Source records:

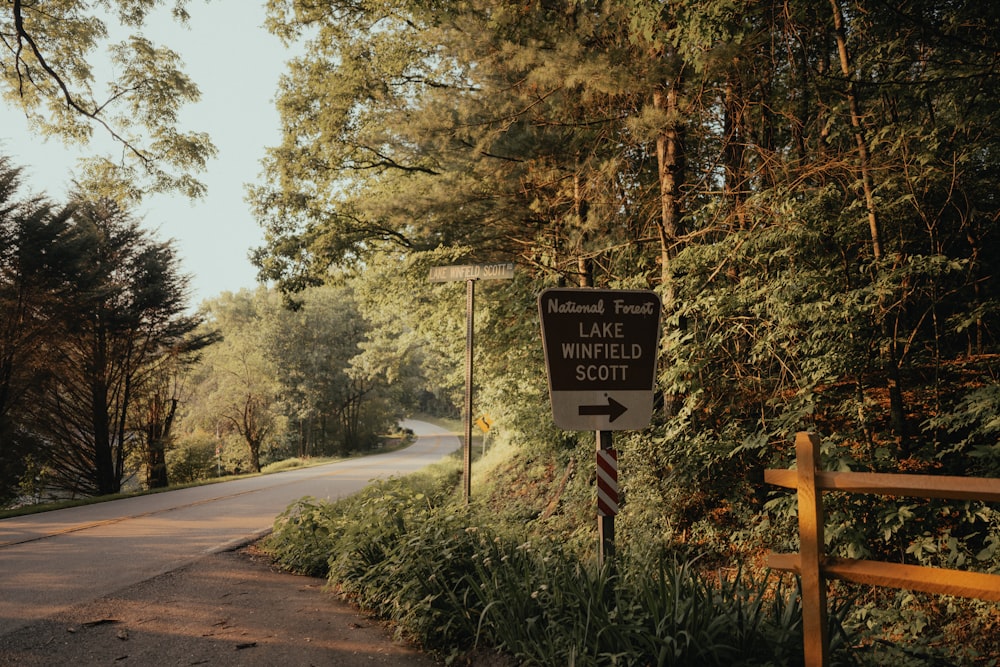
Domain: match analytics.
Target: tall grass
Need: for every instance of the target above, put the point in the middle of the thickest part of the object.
(453, 579)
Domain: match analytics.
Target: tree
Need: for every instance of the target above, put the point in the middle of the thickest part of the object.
(49, 70)
(39, 255)
(236, 385)
(127, 307)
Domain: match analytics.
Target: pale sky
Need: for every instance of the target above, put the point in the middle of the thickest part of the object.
(236, 65)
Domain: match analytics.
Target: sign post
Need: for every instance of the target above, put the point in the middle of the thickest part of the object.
(470, 273)
(600, 354)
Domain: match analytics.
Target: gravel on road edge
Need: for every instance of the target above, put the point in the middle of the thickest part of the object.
(227, 608)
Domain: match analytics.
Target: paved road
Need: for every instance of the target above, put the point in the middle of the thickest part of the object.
(54, 560)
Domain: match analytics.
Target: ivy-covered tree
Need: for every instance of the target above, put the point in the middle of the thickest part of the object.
(808, 185)
(127, 306)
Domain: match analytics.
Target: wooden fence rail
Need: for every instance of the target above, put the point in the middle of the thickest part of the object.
(813, 567)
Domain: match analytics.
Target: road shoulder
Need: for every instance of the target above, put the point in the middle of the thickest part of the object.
(228, 608)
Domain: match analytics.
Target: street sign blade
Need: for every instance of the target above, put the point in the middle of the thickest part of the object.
(443, 274)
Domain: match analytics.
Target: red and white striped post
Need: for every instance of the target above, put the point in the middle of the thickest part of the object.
(607, 496)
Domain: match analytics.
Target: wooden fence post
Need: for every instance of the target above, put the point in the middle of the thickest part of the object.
(811, 552)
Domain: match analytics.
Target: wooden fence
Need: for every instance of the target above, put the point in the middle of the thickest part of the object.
(813, 567)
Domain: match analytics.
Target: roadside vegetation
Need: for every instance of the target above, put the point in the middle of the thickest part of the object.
(811, 188)
(462, 581)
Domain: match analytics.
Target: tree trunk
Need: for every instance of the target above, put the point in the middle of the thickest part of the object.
(670, 162)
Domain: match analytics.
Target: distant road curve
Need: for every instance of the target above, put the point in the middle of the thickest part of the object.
(54, 560)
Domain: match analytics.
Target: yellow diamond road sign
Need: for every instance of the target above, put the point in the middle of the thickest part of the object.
(600, 354)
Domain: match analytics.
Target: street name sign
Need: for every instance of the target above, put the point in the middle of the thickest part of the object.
(600, 354)
(444, 274)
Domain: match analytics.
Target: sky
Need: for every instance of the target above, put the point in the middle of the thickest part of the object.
(236, 64)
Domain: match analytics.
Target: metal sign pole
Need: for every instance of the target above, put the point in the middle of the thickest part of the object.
(470, 304)
(607, 503)
(470, 273)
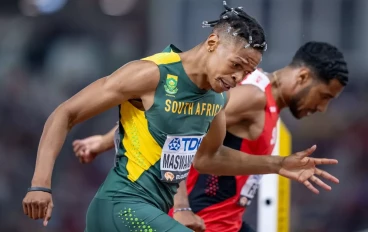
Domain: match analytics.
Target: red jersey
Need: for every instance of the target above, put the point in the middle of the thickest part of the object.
(216, 198)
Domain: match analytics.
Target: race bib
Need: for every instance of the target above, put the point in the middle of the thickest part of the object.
(249, 190)
(177, 156)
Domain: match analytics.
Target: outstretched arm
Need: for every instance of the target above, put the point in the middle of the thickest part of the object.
(214, 158)
(86, 150)
(135, 80)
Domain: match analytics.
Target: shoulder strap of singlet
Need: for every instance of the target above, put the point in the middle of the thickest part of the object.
(257, 78)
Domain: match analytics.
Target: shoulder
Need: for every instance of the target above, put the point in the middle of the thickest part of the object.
(139, 75)
(258, 79)
(164, 58)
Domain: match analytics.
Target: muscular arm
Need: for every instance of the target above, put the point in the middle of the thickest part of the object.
(214, 158)
(181, 197)
(135, 80)
(246, 102)
(108, 139)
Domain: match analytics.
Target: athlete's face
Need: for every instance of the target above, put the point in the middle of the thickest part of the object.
(313, 96)
(229, 62)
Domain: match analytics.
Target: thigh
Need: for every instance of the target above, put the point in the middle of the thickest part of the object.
(119, 216)
(246, 228)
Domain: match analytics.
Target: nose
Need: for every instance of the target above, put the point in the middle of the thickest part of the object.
(322, 107)
(237, 77)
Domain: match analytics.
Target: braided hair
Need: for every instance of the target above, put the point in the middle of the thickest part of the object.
(325, 61)
(237, 23)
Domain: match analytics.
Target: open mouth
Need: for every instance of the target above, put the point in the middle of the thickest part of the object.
(224, 85)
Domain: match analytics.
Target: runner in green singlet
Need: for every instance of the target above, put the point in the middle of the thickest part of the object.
(170, 115)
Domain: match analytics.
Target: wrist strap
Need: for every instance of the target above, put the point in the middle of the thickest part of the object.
(182, 209)
(42, 189)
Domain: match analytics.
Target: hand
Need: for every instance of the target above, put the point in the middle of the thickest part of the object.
(302, 168)
(38, 205)
(86, 150)
(190, 220)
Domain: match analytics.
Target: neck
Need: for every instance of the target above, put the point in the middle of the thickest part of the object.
(279, 88)
(193, 62)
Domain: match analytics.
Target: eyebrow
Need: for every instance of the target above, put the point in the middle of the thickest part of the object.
(329, 95)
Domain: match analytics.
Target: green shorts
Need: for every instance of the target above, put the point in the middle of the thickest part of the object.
(117, 216)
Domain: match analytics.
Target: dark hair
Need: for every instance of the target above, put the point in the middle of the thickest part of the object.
(238, 23)
(325, 60)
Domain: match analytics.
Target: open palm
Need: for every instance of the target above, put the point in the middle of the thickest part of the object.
(303, 169)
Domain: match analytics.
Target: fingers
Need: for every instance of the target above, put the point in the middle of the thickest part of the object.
(326, 175)
(201, 225)
(76, 145)
(307, 152)
(310, 187)
(35, 208)
(324, 161)
(78, 150)
(25, 210)
(48, 214)
(320, 183)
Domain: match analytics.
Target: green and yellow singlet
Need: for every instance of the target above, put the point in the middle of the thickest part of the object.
(155, 148)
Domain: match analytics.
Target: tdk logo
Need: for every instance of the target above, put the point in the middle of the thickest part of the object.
(186, 144)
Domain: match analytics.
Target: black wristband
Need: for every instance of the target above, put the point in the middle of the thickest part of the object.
(42, 189)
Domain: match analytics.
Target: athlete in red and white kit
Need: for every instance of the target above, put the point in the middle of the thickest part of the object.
(210, 196)
(316, 75)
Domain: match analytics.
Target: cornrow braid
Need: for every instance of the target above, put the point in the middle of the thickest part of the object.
(240, 24)
(324, 59)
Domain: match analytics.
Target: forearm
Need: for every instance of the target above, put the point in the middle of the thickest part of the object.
(52, 140)
(181, 197)
(230, 162)
(108, 139)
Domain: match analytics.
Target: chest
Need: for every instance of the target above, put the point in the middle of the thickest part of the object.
(184, 112)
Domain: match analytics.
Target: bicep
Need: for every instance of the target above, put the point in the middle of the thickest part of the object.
(130, 81)
(246, 100)
(215, 136)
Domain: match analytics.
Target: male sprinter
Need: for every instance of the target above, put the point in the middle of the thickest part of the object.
(170, 103)
(316, 75)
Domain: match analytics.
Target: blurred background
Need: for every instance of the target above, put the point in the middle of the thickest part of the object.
(50, 49)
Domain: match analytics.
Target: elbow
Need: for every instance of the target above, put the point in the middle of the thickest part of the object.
(62, 113)
(201, 164)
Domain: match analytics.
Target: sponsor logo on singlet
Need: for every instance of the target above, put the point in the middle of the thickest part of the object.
(177, 156)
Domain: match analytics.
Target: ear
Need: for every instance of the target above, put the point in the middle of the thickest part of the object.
(304, 76)
(212, 42)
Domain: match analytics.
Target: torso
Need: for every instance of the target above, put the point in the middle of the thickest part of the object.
(156, 147)
(216, 198)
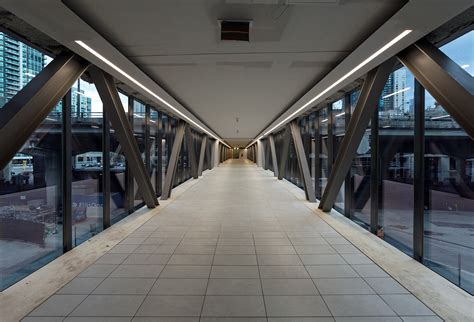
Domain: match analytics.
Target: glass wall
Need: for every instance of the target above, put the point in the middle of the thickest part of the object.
(323, 149)
(87, 162)
(119, 203)
(31, 214)
(449, 183)
(339, 128)
(396, 160)
(379, 193)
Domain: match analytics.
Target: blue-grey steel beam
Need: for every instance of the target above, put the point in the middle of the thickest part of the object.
(202, 154)
(285, 149)
(118, 119)
(446, 81)
(302, 162)
(365, 108)
(20, 117)
(173, 162)
(191, 153)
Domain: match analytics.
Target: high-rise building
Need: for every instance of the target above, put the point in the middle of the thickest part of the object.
(81, 110)
(386, 101)
(19, 63)
(400, 102)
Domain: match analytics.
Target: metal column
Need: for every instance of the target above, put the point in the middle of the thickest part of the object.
(202, 153)
(191, 153)
(302, 161)
(449, 84)
(106, 170)
(273, 152)
(173, 162)
(116, 114)
(419, 172)
(67, 173)
(366, 105)
(285, 149)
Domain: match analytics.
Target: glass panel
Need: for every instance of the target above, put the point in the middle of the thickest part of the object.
(154, 150)
(396, 130)
(19, 64)
(87, 194)
(30, 204)
(360, 176)
(323, 156)
(449, 197)
(139, 125)
(339, 128)
(118, 196)
(461, 51)
(30, 191)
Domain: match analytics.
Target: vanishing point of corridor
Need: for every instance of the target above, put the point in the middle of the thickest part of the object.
(237, 245)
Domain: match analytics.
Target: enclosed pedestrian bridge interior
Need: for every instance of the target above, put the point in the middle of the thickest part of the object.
(236, 160)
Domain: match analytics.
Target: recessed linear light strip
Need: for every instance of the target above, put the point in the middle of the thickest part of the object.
(340, 80)
(146, 89)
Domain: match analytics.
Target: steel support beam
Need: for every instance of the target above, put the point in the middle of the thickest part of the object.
(347, 182)
(285, 149)
(302, 162)
(67, 172)
(202, 153)
(446, 81)
(375, 168)
(106, 170)
(271, 142)
(419, 172)
(266, 152)
(173, 162)
(22, 115)
(365, 108)
(191, 153)
(113, 108)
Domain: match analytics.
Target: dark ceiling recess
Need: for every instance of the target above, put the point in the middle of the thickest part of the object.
(235, 30)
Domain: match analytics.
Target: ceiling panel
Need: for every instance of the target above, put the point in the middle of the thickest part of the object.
(176, 43)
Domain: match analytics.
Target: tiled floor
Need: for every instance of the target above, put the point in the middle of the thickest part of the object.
(237, 246)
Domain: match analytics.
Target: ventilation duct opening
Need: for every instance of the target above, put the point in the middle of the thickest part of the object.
(237, 30)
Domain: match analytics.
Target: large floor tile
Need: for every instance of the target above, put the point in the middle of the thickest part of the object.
(125, 286)
(357, 305)
(283, 272)
(406, 304)
(169, 306)
(173, 286)
(331, 271)
(58, 305)
(139, 271)
(185, 271)
(234, 286)
(297, 306)
(234, 272)
(234, 306)
(355, 285)
(109, 305)
(294, 286)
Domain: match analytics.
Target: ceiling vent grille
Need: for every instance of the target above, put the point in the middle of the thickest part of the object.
(237, 30)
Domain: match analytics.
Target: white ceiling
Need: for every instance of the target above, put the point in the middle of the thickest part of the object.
(172, 48)
(177, 44)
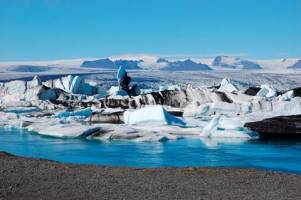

GIVEN INSTRUCTION:
Can you locate every line in the entries above that contains the word "street" and copy each of those lines in full? Count a line only if its letter case matches.

WRITTEN RESPONSE:
Target: street sign blade
Target: street name sign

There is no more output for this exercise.